#概要
PyTorch様公式のTransformer実装が複雑怪奇だったため,より簡素な実装をしていきます.公式とは逆にbatch firstな点を注意してください.
※今回は自己回帰型のエンコーダのみの実装になります.
#準備
python = "3.6.8"
pytorch = "1.6.0"
#ソースコード
- インポート類
import copy
import math
import numpy as np
import torch
torch.manual_seed(41)
import torch.optim as optim
import torch.nn as nn
from torch.nn import functional as F
- Softmaxを使ったMultiHeadのSelfAttention
Input: QKV [batch,head,length,head_dim], mask [batch,len,len]
Output: X [batch,head,length,head_dim]
class SoftmaxAttention(nn.Module):
def __init__(self, head_dim):
super().__init__()
self.head_dim = head_dim
def forward(self, Q, K, V, mask=None):
logit = torch.einsum("bhld,bhmd->bhlm",Q,K)/math.sqrt(self.head_dim)
if mask!=None:
logit = logit + mask[:,None,:,:]
attention_weight = F.softmax(logit, dim=-1)

抽出情報:

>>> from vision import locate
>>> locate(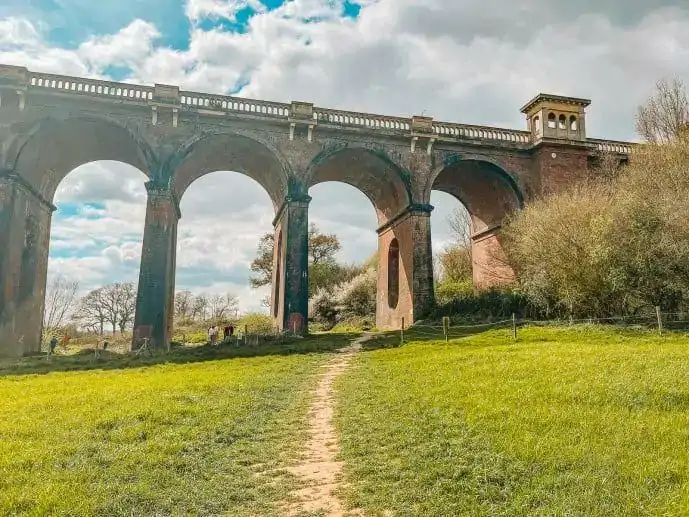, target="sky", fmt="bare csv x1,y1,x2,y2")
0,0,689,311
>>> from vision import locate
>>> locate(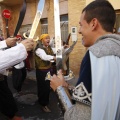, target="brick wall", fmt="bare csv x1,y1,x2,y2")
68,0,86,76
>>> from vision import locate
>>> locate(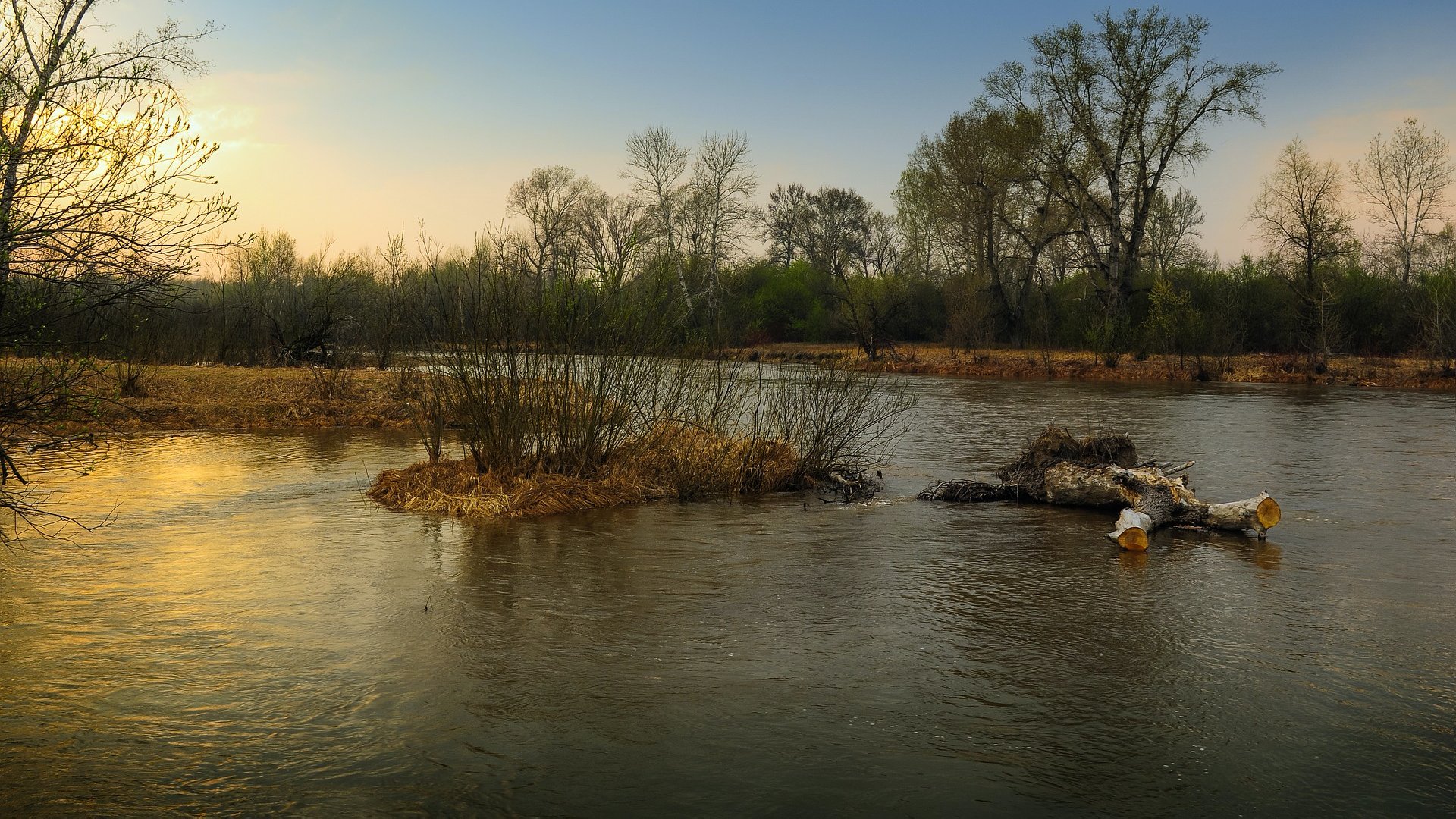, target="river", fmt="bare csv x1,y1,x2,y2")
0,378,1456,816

演習課題:
A) Transformer実装の文章によると、筆者がより簡素な実装を自分で書くことにしたのはなぜですか。1〜3文で説明してください。
B) Transformer実装の文章を、最後の行の次から書き継いでください。

解答:
A) PyTorch公式のTransformer実装が複雑怪奇だったためです。そのため、筆者はより簡素な実装を自分で書くことにしました。

B)
X = torch.einsum("bhlm,bhmd->bhld",attention_weight,V)
return X
- MultiHead化を含むSelfAttention層全体
Input: X [batch,length,dim], mask [batch,len,len]
Output: X [batch,length,dim]
class SelfAttention(nn.Module):
def __init__(self, dim, head_dim, num_head):
super().__init__()
self.dim = dim
self.head_dim = head_dim
self.num_head = num_head
assert dim == head_dim*num_head,print("ASSERT #dim = head_dim * num_head")
self.W_q = nn.Linear(self.dim, self.dim)
self.W_k = nn.Linear(self.dim, self.dim)
self.W_v = nn.Linear(self.dim, self.dim)
self.attn = SoftmaxAttention(head_dim)
def forward(self, X, mask):
Q = self.split_heads(self.W_q(X))
K = self.split_heads(self.W_k(X))
V = self.split_heads(self.W_v(X))
attn_out = self.attn(Q.float(), K.float(), V.float(), mask.float())
attn_out = self.combine_heads(attn_out)
return attn_out
#[batch,head,len,head_dim]->[batch,len,dim]
def combine_heads(self, X):
X = X.transpose(1, 2)
X = X.reshape(X.size(0), X.size(1), self.num_head * self.head_dim)
return X
#[batch,len,dim]->[batch,head,len,head_dim]
def split_heads(self, X):
X = X.reshape(X.size(0), X.size(1), self.num_head, self.head_dim)
X = X.transpose(1, 2)
return X
- 位置エンコーディング(公式の実装はbatch firstではない事に注意)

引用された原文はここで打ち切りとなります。